Work to be completed ::
Extract every line of the items below that contains the string "positive", matching case exactly.

Data for processing ::
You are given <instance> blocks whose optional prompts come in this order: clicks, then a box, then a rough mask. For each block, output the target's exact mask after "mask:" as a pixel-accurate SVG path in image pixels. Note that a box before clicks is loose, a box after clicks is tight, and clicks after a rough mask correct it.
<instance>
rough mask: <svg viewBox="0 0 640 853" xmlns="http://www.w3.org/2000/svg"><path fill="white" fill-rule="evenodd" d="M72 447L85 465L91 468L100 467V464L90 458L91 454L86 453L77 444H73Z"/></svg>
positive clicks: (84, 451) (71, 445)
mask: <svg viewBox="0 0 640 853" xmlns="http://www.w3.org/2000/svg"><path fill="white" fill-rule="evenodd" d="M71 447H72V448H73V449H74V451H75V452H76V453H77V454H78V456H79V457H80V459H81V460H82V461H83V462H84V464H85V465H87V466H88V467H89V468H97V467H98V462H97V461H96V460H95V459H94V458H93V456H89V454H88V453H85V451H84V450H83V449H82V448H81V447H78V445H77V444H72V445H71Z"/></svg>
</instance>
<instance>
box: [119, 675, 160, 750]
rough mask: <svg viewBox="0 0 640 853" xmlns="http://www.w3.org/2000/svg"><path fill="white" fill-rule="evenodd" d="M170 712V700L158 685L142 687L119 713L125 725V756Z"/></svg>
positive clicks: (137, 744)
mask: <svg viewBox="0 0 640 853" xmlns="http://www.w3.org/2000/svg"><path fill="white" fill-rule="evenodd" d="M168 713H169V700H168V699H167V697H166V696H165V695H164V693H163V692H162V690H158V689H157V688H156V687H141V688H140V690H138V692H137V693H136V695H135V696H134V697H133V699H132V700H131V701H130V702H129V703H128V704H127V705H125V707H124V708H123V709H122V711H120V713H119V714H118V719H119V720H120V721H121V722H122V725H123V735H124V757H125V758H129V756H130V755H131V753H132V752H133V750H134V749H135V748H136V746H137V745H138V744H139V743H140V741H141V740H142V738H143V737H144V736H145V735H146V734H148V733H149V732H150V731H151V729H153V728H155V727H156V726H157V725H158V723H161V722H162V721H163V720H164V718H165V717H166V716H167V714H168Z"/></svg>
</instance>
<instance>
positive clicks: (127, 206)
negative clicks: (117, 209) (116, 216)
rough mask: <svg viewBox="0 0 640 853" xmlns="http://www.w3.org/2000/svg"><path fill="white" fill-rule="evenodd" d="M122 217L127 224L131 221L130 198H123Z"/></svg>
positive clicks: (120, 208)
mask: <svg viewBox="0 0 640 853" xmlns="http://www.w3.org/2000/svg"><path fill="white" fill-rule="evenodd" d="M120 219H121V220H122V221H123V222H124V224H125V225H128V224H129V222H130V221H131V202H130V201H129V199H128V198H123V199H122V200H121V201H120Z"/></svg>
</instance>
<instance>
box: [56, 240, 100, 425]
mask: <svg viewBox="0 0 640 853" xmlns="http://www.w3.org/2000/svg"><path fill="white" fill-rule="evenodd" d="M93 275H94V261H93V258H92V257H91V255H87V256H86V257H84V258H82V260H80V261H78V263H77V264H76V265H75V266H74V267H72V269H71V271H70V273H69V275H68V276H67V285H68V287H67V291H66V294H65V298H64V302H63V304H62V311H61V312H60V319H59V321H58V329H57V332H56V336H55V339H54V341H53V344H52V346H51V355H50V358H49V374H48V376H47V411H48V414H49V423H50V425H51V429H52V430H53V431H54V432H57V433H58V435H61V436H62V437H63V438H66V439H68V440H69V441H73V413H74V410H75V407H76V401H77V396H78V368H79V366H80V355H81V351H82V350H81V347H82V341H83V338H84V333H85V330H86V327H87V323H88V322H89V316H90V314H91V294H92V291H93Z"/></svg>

Solution for this exercise ::
positive clicks: (84, 451) (71, 445)
positive clicks: (137, 744)
positive clicks: (127, 206)
positive clicks: (120, 208)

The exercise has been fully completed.